L’Autorità si riserva, pertanto, di valutare il complesso delle garanzie adottate in relazione agli aspetti disciplinati dallo schema di Regole tecniche nell’ambito dell’esame della valutazione d’impatto a ciò dedicata che verrà predisposta dal gestore del PAT.

Al riguardo, si rappresenta inoltre che tali garanzie dovranno essere individuate anche a valle delle autonome valutazioni d’impatto che ciascun IdP SPID dovrà svolgere, anche in considerazione del fatto che lo schema in esame rimette a tali soggetti l’adozione di alcune impostazioni tecniche con importanti ricadute sulla sicurezza dei trattamenti di dati personali (ad esempio, la scelta di consentire o meno le sessioni di autenticazione di lunga durata e il periodo di validità degli Access Token e dei Refresh Token).

**ISTRUZIONI:**
**A)** Secondo l'estratto, chi predisporrà la valutazione d'impatto?
**B)** Modifica la parte dell'estratto che si apre con le parole contenenti "L’Autorità si riserva, pertanto, di" e si chiude con "dei Refresh Token).", mettendo "tutele" al posto di "garanzie".

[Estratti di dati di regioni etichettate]
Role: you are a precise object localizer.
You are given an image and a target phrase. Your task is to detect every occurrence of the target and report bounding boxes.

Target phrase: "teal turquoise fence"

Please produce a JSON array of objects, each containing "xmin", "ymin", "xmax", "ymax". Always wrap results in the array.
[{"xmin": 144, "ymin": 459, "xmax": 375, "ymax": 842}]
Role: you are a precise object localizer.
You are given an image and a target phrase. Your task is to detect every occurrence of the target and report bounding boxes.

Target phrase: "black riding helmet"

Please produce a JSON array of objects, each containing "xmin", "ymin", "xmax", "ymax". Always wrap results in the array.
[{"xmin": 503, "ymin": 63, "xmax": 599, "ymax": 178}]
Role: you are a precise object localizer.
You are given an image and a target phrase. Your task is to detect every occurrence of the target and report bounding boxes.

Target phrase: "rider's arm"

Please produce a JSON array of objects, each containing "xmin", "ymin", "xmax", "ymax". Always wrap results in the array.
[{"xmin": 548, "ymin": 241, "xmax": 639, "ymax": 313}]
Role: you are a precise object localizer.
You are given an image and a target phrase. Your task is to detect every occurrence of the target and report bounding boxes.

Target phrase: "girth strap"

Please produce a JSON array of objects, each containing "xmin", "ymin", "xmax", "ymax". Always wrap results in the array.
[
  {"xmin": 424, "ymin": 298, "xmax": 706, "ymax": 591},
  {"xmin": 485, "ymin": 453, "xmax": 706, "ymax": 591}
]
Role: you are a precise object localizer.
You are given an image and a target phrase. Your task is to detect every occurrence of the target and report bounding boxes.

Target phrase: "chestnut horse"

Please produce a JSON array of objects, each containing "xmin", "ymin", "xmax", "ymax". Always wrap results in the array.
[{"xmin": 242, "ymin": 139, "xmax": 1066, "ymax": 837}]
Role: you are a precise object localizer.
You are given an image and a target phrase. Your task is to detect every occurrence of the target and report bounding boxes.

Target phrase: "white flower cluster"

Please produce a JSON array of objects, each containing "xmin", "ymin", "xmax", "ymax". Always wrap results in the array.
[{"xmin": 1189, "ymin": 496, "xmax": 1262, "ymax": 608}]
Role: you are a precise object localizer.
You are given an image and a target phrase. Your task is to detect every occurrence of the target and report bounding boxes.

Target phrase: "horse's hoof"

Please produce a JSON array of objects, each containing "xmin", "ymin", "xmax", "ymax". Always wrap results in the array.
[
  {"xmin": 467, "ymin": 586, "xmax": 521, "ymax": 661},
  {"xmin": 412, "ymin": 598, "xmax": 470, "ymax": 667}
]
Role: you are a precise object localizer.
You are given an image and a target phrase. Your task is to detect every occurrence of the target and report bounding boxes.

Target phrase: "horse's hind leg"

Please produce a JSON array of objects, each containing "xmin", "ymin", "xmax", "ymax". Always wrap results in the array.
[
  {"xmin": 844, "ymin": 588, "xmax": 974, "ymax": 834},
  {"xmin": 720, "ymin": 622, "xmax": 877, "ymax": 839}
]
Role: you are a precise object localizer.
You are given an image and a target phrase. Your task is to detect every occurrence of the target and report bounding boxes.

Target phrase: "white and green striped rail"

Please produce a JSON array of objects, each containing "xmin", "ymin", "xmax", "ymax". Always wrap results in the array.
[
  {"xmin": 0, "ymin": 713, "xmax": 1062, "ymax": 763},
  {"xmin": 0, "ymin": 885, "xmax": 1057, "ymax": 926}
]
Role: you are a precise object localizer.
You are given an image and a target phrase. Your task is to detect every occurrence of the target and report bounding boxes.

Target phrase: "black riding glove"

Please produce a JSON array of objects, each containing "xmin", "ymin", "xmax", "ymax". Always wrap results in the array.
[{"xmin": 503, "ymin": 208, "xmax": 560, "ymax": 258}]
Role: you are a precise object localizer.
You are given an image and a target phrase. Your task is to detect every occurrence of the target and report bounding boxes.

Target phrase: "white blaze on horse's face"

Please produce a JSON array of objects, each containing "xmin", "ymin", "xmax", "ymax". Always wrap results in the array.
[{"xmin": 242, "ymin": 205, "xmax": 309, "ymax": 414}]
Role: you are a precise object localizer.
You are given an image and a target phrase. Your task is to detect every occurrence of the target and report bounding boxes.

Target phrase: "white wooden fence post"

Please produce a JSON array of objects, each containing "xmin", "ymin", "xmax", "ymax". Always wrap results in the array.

**SOLUZIONI:**
**A)** Il gestore del PAT.

**B)**
L’Autorità si riserva, pertanto, di valutare il complesso delle tutele adottate in relazione agli aspetti disciplinati dallo schema di Regole tecniche nell’ambito dell’esame della valutazione d’impatto a ciò dedicata che verrà predisposta dal gestore del PAT.

Al riguardo, si rappresenta inoltre che tali tutele dovranno essere individuate anche a valle delle autonome valutazioni d’impatto che ciascun IdP SPID dovrà svolgere, anche in considerazione del fatto che lo schema in esame rimette a tali soggetti l’adozione di alcune impostazioni tecniche con importanti ricadute sulla sicurezza dei trattamenti di dati personali (ad esempio, la scelta di consentire o meno le sessioni di autenticazione di lunga durata e il periodo di validità degli Access Token e dei Refresh Token).